Excerpts from location labeling data:
+++++

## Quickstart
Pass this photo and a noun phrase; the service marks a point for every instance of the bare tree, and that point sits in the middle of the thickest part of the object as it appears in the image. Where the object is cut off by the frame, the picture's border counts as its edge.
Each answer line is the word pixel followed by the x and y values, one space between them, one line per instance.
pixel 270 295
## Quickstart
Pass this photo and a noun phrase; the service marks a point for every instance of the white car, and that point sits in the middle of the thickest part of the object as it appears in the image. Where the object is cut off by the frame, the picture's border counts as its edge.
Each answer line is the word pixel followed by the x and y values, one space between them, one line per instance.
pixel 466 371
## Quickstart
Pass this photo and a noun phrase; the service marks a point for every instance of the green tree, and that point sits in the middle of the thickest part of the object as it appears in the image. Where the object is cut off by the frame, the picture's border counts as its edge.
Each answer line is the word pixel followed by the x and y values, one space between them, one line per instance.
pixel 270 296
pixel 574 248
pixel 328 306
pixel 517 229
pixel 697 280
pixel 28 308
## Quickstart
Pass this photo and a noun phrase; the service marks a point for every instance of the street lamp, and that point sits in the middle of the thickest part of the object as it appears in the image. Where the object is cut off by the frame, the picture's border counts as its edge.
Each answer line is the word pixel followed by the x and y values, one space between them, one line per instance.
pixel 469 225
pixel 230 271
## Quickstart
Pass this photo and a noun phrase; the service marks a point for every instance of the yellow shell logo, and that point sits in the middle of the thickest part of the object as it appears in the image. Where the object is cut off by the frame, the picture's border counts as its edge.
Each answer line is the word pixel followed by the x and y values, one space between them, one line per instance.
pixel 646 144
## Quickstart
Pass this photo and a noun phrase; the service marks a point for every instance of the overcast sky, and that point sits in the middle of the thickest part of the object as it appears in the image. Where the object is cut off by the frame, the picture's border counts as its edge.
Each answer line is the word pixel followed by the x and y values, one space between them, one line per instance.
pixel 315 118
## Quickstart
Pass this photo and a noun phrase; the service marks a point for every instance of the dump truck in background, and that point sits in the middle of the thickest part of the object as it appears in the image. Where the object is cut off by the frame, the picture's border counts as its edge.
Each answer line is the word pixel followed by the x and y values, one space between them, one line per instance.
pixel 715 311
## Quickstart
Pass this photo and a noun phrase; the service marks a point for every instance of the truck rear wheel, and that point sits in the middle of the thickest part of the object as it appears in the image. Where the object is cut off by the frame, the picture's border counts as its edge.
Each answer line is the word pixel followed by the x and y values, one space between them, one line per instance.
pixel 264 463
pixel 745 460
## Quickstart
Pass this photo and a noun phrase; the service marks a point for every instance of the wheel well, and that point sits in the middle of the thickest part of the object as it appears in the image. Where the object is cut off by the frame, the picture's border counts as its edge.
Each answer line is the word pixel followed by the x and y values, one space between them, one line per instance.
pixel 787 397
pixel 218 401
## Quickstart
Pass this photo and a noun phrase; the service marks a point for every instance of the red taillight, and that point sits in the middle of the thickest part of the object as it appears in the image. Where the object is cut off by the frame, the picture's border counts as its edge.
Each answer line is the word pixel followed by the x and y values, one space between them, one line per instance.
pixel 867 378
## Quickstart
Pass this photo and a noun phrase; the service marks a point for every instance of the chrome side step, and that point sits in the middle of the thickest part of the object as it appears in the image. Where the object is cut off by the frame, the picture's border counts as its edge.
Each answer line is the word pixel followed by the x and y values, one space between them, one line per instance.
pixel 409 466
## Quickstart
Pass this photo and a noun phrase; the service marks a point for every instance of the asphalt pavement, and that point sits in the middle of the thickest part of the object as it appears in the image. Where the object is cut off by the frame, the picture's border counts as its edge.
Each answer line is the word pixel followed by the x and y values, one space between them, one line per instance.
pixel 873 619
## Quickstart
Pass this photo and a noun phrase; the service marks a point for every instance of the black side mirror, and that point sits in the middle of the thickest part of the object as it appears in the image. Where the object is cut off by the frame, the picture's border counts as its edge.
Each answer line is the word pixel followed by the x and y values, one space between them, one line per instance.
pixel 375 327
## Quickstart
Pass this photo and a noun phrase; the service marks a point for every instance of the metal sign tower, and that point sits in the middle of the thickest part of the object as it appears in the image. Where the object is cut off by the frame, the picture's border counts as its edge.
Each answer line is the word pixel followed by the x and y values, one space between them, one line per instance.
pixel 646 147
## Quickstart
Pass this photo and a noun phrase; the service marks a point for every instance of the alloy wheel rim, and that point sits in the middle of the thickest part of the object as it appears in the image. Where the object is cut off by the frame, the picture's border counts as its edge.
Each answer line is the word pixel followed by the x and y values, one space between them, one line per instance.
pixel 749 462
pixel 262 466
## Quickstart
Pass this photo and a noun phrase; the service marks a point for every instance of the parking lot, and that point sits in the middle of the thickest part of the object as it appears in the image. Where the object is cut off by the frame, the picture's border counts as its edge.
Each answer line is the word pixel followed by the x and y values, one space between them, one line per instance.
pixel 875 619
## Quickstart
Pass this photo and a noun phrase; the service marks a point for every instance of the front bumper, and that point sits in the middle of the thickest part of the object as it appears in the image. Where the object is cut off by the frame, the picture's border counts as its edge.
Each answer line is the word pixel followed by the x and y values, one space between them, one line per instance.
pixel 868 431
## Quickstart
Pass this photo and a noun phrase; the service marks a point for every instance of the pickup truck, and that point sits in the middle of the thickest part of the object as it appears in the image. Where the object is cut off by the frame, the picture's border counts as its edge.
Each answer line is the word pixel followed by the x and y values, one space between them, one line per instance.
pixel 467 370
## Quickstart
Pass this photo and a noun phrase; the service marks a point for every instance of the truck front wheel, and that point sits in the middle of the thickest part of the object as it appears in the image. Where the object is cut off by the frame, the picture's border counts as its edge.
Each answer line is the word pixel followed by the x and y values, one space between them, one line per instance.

+++++

Reproduce all of the material above word for word, line by line.

COMPLETE RESPONSE —
## Quickstart
Pass this photo and a noun phrase; the service marks a point for every instance of the bare tree, and that point sits in the middle of the thickest part of the object as it appears in the image. Where the object is cut off by the frame, the picture's border counts as its edge.
Each answer line is the word pixel followed by the x and y values, one space between them, one line per instance.
pixel 270 295
## Quickstart
Pass this photo and a noun phrase; the service marks a point for every instance of the white car, and that point sits in the middle of the thickest part of the object as it appears in the image. Where the object is cut off by the frame, the picture's border counts as its edge.
Each answer line is the word pixel followed by the x and y values, one space between them, one line per instance.
pixel 466 371
## Quickstart
Pass this photo and a noun phrase; the service marks a point for every instance of the green tree, and that point sits in the middle of the thickest part of the object as it appears in the image. Where the object is cut off by the frame, the picture's border counts as its edge.
Each answer line is the word pixel followed by the x and y values, one space between them, one line per instance.
pixel 270 296
pixel 574 248
pixel 328 306
pixel 517 229
pixel 697 280
pixel 28 308
## Quickstart
Pass this photo and a noun phrase; the service marks a point for every instance of the street lamp, and that point sits in the middle of the thickest part of the object as it appears in the image. Where the object is cut off by the frame, the picture's border counts as its edge.
Each answer line is the word pixel followed by the x and y values, one space between them, one line per instance.
pixel 469 225
pixel 230 271
## Quickstart
Pass this photo and a noun phrase; the service marks a point for every instance of the yellow shell logo, and that point sits in the middle of the thickest part of the object as it appears in the image. Where the object is cut off by the frame, the picture's border counts as its edge.
Each answer line is the word pixel followed by the x and y values, one space between them, one line per instance.
pixel 646 144
## Quickstart
Pass this photo and a noun phrase; the service marks a point for every instance of the overcast sky, and that point sits in the middle of the thickest part of the object as it appears in the image. Where the object is cut off by the frame, the picture's border counts as its edge.
Each answer line is the word pixel followed by the x and y values, one space between them, one line per instance.
pixel 315 118
## Quickstart
Pass this photo and a noun phrase; the service marks a point for every instance of the dump truck in background, and that point sits in the middle of the thickest part of the object as it appears in the image. Where the object is cut off by the frame, the picture's border counts as its edge.
Each answer line is the word pixel followed by the x and y values, one space between them, one line per instance.
pixel 715 311
## Quickstart
Pass this photo and a noun phrase; the service marks a point for every instance of the truck rear wheel, and that point sits in the middle of the thickest part of the object as it appears in the image. Where the object is cut off by the frame, the picture's border counts as its edge.
Each answer line is the word pixel followed by the x and y values, one space between them, one line per instance.
pixel 264 463
pixel 745 460
## Quickstart
Pass this photo and a noun phrase; the service marks a point for every instance of the wheel well, and that point sits in the middle of the thickest part of the object as it appears in the image. Where the object is cut off by the frame, the picture's border counts as its edge.
Each answer line is the word pixel followed by the x and y values, one space between them, one line per instance.
pixel 787 397
pixel 218 401
## Quickstart
Pass this photo and a noun phrase; the service marks a point for every instance of the red taillight, and that point sits in the middle of the thickest part of the object as it appears in the image. Where the object is cut off by the frame, the picture's border counts as its edge.
Each answer line is the word pixel followed by the x and y values, one space between them, one line per instance.
pixel 867 378
## Quickstart
Pass this photo and a noun phrase; the service marks a point for every instance of the chrome side step, and that point sits in the middle of the thickest part of the object as it appears in the image. Where the object is cut off by the frame, the picture's border counts as its edge.
Each answer line is the word pixel followed by the x and y values, one space between them, one line per instance.
pixel 409 466
## Quickstart
Pass this photo and a noun phrase; the service marks a point for every instance of the asphalt pavement, and that point sits in the middle of the thickest part of the object as it appears in the image. Where the object is cut off by the frame, the picture's border counts as its edge.
Each answer line is the word pixel followed by the x and y values, one space between them, one line per instance.
pixel 873 619
## Quickstart
Pass this photo and a noun phrase; the service marks a point for every instance of the black side mirror, and that point sits in the middle of the thickest part of the object as it appears in the image. Where the object is cut off by the frame, the picture's border counts as its edge.
Each answer line is the word pixel followed by the x and y values, one space between them, one line per instance.
pixel 375 327
## Quickstart
Pass this photo and a noun phrase; the service marks a point for every instance of the metal sign tower, and that point sits in the middle of the thickest part of the object as it appears in the image. Where the object is cut off by the frame, the picture's border counts as its edge.
Each answer line is the word pixel followed by the x and y values, one space between them, one line per instance.
pixel 646 147
## Quickstart
Pass this photo and a noun phrase; the service marks a point for every instance of the alloy wheel rim, and that point sits in the middle of the thickest part of the object as it appears in the image. Where the object is cut off by the frame, the picture's border counts as its edge.
Each answer line is the word pixel followed by the x and y values, one space between them, one line per instance.
pixel 749 462
pixel 262 466
## Quickstart
Pass this photo and a noun phrase; the service marks a point for every instance of the parking lot, and that point sits in the middle of the thickest part of the object as it appears in the image. Where the object is cut off by the frame, the picture's border counts as its edge.
Each answer line is the word pixel followed by the x and y values, one space between them, one line per instance.
pixel 875 619
## Quickstart
Pass this photo and a noun phrase; the service marks a point for every instance of the front bumper, and that point sits in the middle of the thickest part of the object as it appears in the image. Where the object is cut off by the frame, the picture's border counts as its edge.
Each answer line is the word pixel followed by the x and y values, one space between them, one line per instance.
pixel 868 431
## Quickstart
Pass this photo and a noun phrase; the service marks a point for every instance of the pickup truck, and that point sits in the middle of the thickest part of the object as it appears in the image. Where the object is cut off by the frame, the picture's border counts as its edge.
Each answer line is the word pixel followed by the x and y values, one space between them, one line per instance.
pixel 467 370
## Quickstart
Pass this photo and a noun phrase; the service marks a point for every instance of the truck front wheel, and that point sits in the middle of the thickest part of the object as it appears in the image. Where the object is cut off by the frame, the picture's border counts as its edge.
Each answer line is the word pixel followed by the x and y values, one space between them, one line per instance.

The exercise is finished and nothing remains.